ASSIGNED TASK:
The whole listing is to be printed again exactly.

AVAILABLE DATA:
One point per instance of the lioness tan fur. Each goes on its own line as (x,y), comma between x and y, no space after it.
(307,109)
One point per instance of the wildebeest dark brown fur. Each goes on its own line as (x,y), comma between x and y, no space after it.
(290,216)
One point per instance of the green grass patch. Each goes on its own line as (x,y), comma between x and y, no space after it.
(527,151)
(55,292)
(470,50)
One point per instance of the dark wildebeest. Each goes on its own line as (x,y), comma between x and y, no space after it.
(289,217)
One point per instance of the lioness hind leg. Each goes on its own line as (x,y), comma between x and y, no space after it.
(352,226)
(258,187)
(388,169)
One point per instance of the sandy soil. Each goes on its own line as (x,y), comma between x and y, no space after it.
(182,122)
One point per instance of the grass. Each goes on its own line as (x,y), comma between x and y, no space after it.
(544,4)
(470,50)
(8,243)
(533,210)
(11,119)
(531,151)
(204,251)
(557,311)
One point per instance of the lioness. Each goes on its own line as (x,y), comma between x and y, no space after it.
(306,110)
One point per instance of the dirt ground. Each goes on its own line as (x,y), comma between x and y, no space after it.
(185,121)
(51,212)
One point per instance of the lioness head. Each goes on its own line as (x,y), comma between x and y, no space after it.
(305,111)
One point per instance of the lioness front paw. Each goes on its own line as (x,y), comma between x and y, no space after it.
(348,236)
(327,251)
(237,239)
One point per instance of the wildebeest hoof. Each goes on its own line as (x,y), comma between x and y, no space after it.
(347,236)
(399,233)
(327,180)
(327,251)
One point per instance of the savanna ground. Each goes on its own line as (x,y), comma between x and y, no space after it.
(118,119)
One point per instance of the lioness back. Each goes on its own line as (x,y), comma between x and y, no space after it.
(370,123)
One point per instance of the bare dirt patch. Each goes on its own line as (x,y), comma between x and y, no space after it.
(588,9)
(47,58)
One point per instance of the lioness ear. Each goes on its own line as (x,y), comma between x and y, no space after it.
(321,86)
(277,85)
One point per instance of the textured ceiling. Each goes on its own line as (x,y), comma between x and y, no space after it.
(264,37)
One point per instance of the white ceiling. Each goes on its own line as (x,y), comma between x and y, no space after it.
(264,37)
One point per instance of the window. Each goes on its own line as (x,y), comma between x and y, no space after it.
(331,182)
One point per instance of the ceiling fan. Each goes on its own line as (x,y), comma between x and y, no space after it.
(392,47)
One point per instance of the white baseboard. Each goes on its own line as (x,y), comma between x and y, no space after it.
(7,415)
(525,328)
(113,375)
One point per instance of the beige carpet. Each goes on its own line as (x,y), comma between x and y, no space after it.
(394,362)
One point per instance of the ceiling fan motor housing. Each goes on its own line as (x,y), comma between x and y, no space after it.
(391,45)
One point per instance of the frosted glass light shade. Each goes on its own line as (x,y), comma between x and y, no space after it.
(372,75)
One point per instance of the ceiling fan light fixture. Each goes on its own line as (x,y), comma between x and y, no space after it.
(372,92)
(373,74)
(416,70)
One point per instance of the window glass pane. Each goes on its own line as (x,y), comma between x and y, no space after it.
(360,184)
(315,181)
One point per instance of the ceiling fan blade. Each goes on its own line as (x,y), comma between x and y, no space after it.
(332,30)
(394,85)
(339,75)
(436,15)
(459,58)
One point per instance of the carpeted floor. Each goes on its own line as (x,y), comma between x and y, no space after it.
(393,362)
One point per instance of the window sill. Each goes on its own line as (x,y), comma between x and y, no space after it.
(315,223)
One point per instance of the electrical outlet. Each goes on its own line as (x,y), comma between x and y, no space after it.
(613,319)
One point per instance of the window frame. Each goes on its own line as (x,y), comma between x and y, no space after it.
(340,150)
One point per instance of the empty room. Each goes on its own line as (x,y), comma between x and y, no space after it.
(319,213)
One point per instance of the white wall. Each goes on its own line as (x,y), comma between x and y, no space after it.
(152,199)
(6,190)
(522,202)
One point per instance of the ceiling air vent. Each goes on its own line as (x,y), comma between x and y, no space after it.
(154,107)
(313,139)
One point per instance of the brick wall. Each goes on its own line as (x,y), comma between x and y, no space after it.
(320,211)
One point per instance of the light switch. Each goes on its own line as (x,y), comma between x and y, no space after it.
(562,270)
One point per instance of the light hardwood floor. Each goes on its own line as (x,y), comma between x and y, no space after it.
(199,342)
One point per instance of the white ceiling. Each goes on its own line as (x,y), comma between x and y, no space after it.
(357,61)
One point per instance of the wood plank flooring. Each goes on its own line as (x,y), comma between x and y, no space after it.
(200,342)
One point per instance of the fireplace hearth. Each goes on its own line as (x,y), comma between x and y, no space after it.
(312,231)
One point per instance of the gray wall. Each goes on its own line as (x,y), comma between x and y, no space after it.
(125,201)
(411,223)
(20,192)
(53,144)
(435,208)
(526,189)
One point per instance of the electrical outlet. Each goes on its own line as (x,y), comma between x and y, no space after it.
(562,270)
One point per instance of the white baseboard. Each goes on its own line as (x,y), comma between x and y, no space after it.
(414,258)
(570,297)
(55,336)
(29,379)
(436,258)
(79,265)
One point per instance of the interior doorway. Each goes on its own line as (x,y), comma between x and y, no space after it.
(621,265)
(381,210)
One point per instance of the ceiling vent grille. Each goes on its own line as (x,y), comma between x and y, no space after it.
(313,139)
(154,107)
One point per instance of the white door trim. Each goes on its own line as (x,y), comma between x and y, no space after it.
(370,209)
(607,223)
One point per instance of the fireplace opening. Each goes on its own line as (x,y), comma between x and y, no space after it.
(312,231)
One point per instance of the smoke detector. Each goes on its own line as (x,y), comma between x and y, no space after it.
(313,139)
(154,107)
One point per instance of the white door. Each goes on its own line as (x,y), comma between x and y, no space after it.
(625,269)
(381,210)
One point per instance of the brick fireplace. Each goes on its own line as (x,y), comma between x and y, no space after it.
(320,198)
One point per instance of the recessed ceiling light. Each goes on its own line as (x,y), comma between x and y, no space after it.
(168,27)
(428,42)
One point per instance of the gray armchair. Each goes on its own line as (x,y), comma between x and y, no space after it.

REPLY TO THE EXERCISE:
One point per instance of the lioness tan fur. Each goes on its own line as (x,y), comma between x and y, no space after it.
(307,109)
One point per instance of the wildebeest dark brown fur. Each goes on its own line as (x,y), comma between x and y, no space after it.
(290,216)
One point per instance of the green grass patch. Each goes on its own line as (x,y), comma between x and y, no space after it.
(527,151)
(55,292)
(470,50)
One point per instance of the dark wildebeest. Each goes on its own line as (x,y), comma between x and y, no space after it.
(289,217)
One point per instance of the lioness hind leg. Each goes on its own line as (x,y), comma between x and y, no space after it.
(352,226)
(258,187)
(388,169)
One point per instance of the sandy soil. Each goes on its own line as (x,y), comma between x and y, no space after it.
(182,122)
One point per instance of the grass. Each goes on its own line as (x,y), comma between x and y, no space after it.
(544,4)
(470,50)
(8,243)
(533,210)
(11,119)
(531,151)
(204,251)
(557,311)
One point per instance of the lioness. Each goes on its own line as (x,y), comma between x and y, no space after it.
(306,110)
One point per instance of the dirt ground. Each goes on its own line as (x,y), comma between x and y, no space after it.
(185,121)
(51,212)
One point per instance of the lioness head. Each goes on its own line as (x,y), comma between x and y, no space after it.
(305,111)
One point per instance of the lioness front paw. Each goes on its own line as (x,y), comma between x and y, no space after it.
(348,236)
(327,251)
(237,239)
One point per instance of the wildebeest hoof. Each goes on its own line as (x,y), comma between x and y, no space after it.
(347,236)
(399,233)
(327,180)
(327,251)
One point per instance of the savanna ground. Each goes on its own line as (x,y), comma between x and y, no space after it.
(118,119)
One point per instance of the lioness back. Each goes on its own line as (x,y), comma between x and y, no space after it.
(370,123)
One point per instance of the bare dirt patch. Each goes on its own line as (x,y), comma between x and y, no space after it.
(588,9)
(47,58)
One point per instance of the lioness ear. Each goes on its own line as (x,y), comma between x and y, no space after it.
(321,86)
(277,85)
One point per instance of the textured ceiling. Each goes on its own line as (x,y), comma between x and y, no space after it.
(264,37)
One point per instance of the white ceiling. Each goes on its own line as (x,y), comma between x and y, no space after it.
(264,37)
One point per instance of the window. Each goes on its own line as (x,y), comma between x and y, no space after it.
(331,182)
One point per instance of the ceiling fan. Each goes on its own line as (x,y), comma between x and y, no space after it.
(392,47)
One point per instance of the white baseboard. Each goes on its own line as (x,y), comma between x and y, no space after it.
(7,415)
(525,328)
(113,375)
One point per instance of the beige carpet. Each goes on its own line as (x,y), comma between x and y, no space after it.
(394,362)
One point per instance of the ceiling fan motor housing. Each goes on its own line as (x,y), comma between x and y, no space after it.
(391,45)
One point per instance of the frosted glass light shade. Each goes on its own line as (x,y), comma between x and y, no space after it.
(372,75)
One point per instance of the ceiling fan light fixture. Each goes on its own line as (x,y), comma between x and y, no space after it.
(372,92)
(373,74)
(416,70)
One point per instance of the window glass pane. Each goes on its own line as (x,y), comma between x and y, no space after it.
(360,184)
(315,181)
One point per instance of the ceiling fan blade. Each goes on its own line as (x,y), comma between x and y, no space after it.
(332,30)
(394,85)
(339,75)
(436,15)
(459,58)
One point per instance of the carpeted floor. Each goes on its own line as (x,y), comma between x and y, no space after it.
(393,362)
One point per instance of the window sill. Each goes on its own line as (x,y), comma between x and y, no space after it.
(315,223)
One point per instance of the electrical outlet. Each goes on its own line as (x,y), comma between x and y, no space after it.
(613,319)
One point per instance of the window frame. Each goes on its own line as (x,y), comma between x and y, no space after it.
(340,150)
One point per instance of the empty room. Each goes on its own line as (x,y), comma between x and y, no space after it.
(319,213)
One point per instance of the white wall. Each goes on its own line as (x,y), comma between x and y, no space after it.
(152,199)
(6,190)
(522,202)
One point per instance of the ceiling air vent. Each goes on its own line as (x,y), comma between x and y, no space after it.
(154,107)
(313,139)
One point per instance of the brick wall. Each goes on its own line as (x,y), comma between x and y, no space after it.
(320,211)
One point per instance of the light switch. Each goes on its own line as (x,y), comma between x and y, no space after it.
(562,270)
One point per instance of the light hardwood floor. Each goes on its own line as (x,y), comma between x and y, no space after it.
(199,342)
One point per instance of the white ceiling. Each goes on its own line as (x,y), comma between x and y, no space after it.
(357,61)
One point per instance of the wood plank flooring. Each goes on its own line as (x,y), comma between x and y, no space after it.
(200,342)
One point per instance of the fireplace hearth. Each goes on its own line as (x,y), comma between x and y, no space after it.
(312,231)
One point per instance of the gray wall. Each goes on its own line as (x,y), comma between x and y, no space after it.
(125,201)
(411,223)
(20,192)
(53,144)
(435,208)
(526,189)
One point per instance of the electrical outlet. Each goes on its own line as (x,y), comma between x and y, no space after it.
(562,270)
One point per instance of the white baseboard. Each goes on its own line as (x,y), comma between x and y, no space after it.
(414,258)
(570,297)
(55,336)
(29,379)
(436,258)
(79,265)
One point per instance of the interior doorway. Each goes on its own line as (x,y), comma between x and y, no space after it.
(621,265)
(381,210)
One point per instance of the ceiling vent grille. Each goes on its own line as (x,y), comma between x and y, no space after it.
(313,139)
(154,107)
One point per instance of the white door trim. Each goes on its own line as (x,y), comma between x and y, no space after it.
(370,209)
(607,223)
One point per instance of the fireplace opening. Each goes on its own line as (x,y), comma between x and y, no space after it.
(312,231)
One point per instance of the smoke detector. Each goes on its own line as (x,y), comma between x and y, no space after it.
(313,139)
(154,107)
One point per instance of the white door. Each goes on its own line as (x,y), comma between x and y, no space after it.
(625,269)
(381,210)
One point per instance of the brick fireplace. Each goes on its own line as (x,y), comma between x and y, no space after it.
(320,198)
One point per instance of the recessed ceiling light. Each goes on its own line as (x,y), comma between x and y, no space after it.
(168,27)
(428,42)
One point per instance of the gray armchair. Each goes on its own line as (x,y), comma between x and y, no space after it.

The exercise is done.